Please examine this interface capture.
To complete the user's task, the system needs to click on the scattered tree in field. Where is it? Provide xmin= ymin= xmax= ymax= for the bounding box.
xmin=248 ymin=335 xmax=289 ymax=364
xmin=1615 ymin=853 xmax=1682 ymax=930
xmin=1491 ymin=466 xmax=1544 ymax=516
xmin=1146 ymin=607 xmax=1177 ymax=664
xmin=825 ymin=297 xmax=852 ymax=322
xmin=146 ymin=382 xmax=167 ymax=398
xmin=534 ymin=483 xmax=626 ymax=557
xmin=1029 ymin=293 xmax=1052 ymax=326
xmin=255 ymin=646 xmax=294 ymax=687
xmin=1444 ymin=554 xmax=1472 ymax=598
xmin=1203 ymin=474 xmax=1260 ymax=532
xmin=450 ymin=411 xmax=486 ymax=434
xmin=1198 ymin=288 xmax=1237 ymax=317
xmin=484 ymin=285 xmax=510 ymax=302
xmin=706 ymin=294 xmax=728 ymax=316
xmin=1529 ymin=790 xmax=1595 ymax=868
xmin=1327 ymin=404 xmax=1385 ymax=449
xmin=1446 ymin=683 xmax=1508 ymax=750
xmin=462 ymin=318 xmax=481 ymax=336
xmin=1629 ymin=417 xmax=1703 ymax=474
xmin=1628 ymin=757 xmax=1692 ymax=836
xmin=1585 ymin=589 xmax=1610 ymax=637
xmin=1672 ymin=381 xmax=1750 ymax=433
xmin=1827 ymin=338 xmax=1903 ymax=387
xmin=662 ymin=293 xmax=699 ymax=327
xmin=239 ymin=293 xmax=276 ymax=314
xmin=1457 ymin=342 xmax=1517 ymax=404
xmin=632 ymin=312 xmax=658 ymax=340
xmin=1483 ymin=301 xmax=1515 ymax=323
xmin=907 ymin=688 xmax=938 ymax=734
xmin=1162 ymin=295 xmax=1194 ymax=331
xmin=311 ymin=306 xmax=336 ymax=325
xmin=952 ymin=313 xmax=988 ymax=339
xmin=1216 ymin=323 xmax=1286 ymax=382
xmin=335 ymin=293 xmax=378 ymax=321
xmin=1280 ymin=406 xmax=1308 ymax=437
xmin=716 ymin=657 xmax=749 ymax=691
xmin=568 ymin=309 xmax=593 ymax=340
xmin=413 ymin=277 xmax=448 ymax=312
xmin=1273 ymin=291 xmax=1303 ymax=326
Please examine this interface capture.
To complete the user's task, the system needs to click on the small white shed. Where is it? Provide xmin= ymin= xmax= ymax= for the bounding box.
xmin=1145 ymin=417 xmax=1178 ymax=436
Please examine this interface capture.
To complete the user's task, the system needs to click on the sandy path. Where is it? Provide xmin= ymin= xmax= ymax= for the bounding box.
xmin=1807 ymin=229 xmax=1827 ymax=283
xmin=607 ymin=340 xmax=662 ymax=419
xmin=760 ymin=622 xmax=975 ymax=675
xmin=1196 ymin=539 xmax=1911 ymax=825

= = = = = = =

◆ **WHAT THE EXERCISE ASKS**
Give back exactly the lines running from the line that has "on the sandy" to the end of the entries above.

◆ **PROBLEM SOLUTION**
To complete the user's task, the system needs to click on the sandy path. Where is it? Provide xmin= ymin= xmax= ymax= for the bounding box.
xmin=1807 ymin=229 xmax=1827 ymax=283
xmin=607 ymin=340 xmax=662 ymax=419
xmin=760 ymin=622 xmax=975 ymax=675
xmin=1196 ymin=539 xmax=1911 ymax=825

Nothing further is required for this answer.